-------- EXERCISE INPUT --------
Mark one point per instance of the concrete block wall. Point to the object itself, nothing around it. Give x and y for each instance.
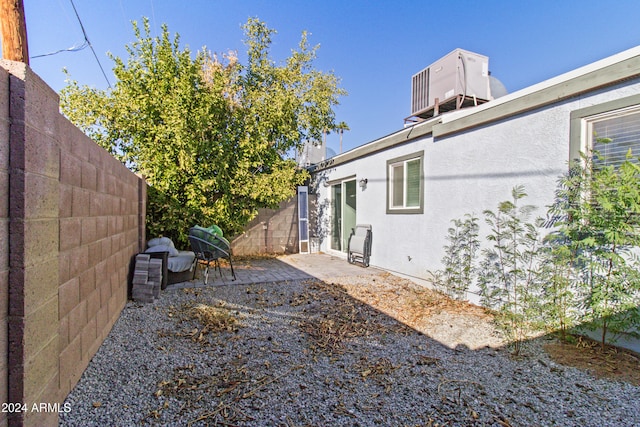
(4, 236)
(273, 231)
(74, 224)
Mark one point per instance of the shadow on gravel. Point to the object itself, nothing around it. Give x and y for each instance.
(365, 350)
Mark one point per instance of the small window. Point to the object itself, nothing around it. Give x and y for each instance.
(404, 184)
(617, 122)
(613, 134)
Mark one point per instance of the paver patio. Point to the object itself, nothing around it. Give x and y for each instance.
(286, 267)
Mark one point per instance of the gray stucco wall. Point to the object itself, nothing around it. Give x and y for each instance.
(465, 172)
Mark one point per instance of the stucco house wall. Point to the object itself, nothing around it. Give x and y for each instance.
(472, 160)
--------
-------- EXERCISE INPUT --------
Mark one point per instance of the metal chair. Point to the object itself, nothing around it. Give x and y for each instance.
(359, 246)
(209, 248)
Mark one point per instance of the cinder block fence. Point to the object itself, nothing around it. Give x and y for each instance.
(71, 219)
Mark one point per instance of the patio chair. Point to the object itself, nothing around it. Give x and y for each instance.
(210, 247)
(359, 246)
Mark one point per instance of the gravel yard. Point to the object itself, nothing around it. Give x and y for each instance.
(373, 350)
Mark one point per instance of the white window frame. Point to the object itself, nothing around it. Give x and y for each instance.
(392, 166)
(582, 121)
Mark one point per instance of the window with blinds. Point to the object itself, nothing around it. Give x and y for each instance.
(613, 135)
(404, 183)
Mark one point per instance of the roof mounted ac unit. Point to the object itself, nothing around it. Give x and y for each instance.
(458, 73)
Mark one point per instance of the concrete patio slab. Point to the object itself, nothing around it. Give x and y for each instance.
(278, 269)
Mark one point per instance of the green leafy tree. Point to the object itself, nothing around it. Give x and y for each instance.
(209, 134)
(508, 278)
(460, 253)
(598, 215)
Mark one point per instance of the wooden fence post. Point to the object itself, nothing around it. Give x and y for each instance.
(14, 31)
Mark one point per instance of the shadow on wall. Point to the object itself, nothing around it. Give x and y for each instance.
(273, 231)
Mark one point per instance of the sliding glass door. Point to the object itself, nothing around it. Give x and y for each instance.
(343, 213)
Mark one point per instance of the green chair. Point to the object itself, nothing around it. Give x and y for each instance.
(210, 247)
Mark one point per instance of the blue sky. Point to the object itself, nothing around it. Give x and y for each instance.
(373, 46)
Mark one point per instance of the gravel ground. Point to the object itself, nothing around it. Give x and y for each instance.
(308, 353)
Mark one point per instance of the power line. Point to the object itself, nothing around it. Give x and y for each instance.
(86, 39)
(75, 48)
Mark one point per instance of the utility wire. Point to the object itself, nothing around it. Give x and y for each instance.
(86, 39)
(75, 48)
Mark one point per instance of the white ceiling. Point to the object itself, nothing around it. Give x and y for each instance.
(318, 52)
--------
-------- EXERCISE INPUT --------
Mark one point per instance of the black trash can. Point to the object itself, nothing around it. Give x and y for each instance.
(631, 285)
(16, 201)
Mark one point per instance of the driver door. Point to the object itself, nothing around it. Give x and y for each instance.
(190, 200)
--------
> WRITTEN REQUEST:
Extract each line of the data above that contains the string "fence". Treat uppercase and lowercase letters as distinct.

> FULL OUTPUT:
Mark one point per instance of the cinder block fence. Point to the object itself, nothing around it. Give x and y for each instance.
Mark one point per instance of the wooden fence post. Point to the object itself, nothing around it. Give x and y for each instance.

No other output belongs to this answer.